§ **Tarefas solicitadas**:
**1.** Diga se cada afirmação abaixo está de acordo com o trecho sobre a crônica, respondendo sim ou não e citando as palavras do trecho que decidem a questão: (a) Machado de Assis afirmou que as crônicas tratam de coisas sem sangue nem lágrimas; (b) Antonio Candido nunca se referiu à crônica como gênero menor; (c) José de Alencar chamou a crônica de "filha bastarda da arte literária".
**2.** Traduza para o inglês a seguinte frase do trecho sobre a crônica: "Machado de Assis, mestre também nesse gênero, disse que as crônicas tratam de “cousas doces, leves, sem sangue nem lágrimas”."
**3.** Escreva a continuação do trecho sobre a crônica a partir da última frase apresentada.

§ **Trecho selecionado**:

Machado de Assis, mestre também nesse gênero, disse que as crônicas tratam de “cousas doces, leves, sem sangue nem lágrimas”. Com a mesma elegância, o crítico Antonio Candido, inclusive quando se referia a esses escritos como um “gênero menor”, ressaltava seu propósito de informar, comentar e sobretudo de divertir, insistindo “no papel da simplicidade, brevidade e graça da crônica”. Em que pesem as manifestações simpáticas, sobre a crônica prevaleceram definições como “filha bastarda da arte literária”, “textos ligeiros e sem importância a serem esquecidos nas páginas dos jornais velhos”, “um misto híbrido de jornalismo e literatura” ou, na afirmação de José de Alencar, coisas surgidas “ao correr da pena”, sem obedecer a nenhum impulso criativo mais elevado.

§ **Dados fornecidos**:
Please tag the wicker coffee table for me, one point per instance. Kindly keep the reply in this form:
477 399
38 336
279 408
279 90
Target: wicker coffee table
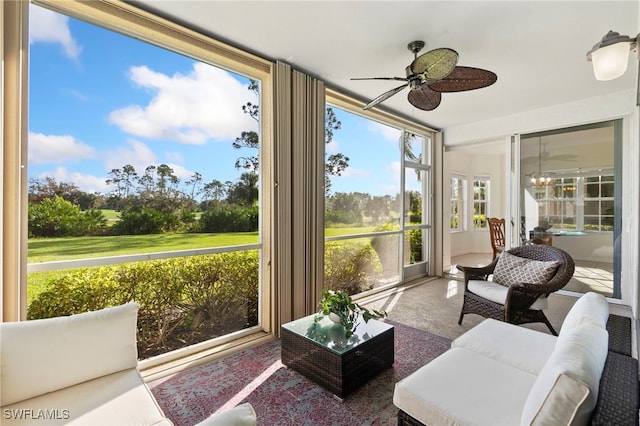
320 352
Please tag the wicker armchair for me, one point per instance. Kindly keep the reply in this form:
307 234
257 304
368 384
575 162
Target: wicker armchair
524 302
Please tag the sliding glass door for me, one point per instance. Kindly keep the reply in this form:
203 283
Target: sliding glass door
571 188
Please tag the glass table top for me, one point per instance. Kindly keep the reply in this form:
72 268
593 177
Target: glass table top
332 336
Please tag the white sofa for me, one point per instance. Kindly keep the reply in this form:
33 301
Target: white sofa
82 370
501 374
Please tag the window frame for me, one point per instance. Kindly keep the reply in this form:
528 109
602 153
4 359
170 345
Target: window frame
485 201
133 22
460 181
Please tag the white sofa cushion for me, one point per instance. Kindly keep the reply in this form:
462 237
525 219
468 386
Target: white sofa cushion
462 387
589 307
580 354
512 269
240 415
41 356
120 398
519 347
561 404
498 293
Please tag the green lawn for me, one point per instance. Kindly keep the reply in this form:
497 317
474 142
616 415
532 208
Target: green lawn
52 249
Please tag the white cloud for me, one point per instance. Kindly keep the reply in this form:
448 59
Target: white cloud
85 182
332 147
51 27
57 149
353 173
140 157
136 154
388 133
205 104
--
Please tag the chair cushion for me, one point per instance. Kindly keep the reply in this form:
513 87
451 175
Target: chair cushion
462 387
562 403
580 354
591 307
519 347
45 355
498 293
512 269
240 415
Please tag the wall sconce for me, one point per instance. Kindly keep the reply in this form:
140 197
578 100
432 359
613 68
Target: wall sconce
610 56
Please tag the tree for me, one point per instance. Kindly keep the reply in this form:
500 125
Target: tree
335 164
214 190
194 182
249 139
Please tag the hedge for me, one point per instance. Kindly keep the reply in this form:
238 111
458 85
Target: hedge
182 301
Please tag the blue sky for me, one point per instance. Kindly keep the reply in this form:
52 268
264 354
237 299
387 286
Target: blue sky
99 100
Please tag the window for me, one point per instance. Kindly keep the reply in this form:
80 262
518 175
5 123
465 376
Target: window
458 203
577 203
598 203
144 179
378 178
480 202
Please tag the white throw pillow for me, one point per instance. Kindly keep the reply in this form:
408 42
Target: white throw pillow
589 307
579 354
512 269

§ **Respostas**:
**1.**
(a) Sim: "cousas doces, leves, sem sangue nem lágrimas".
(b) Não: "inclusive quando se referia a esses escritos como um “gênero menor”".
(c) Não: "na afirmação de José de Alencar, coisas surgidas “ao correr da pena”".

**2.** Machado de Assis, also a master of this genre, said that crônicas deal with "sweet, light things, without blood or tears."

**3.**
Lidas por historiadores de hoje, as crônicas do período que vem de meados do século 19 e avança pelo século 20, resultaram no livro História em cousas miúdas (Editora da Unicamp), organizado pelos professores Sidney Chalhoub, do Centro de Pesquisa em História Social da Cultura (Cecult) do IFCH, Leonardo Affonso de Miranda Pereira, do Departamento de Teoria Literária do IEL, e Margarida de Souza Neves, do Departamento de História da PUC-Rio. Para os organizadores, que pinçaram da história literária as impressões acima, a crônica não é um gênero simples: “Ao cronista cabia a responsabilidade de buscar, dentre os acontecimentos sociais de maior relevo e divulgação, capazes de formar entre escritor e público códigos compartilhados que viabilizassem a comunicação, temas que lhe permitissem discutir as questões de seu interesse”, escrevem na apresentação.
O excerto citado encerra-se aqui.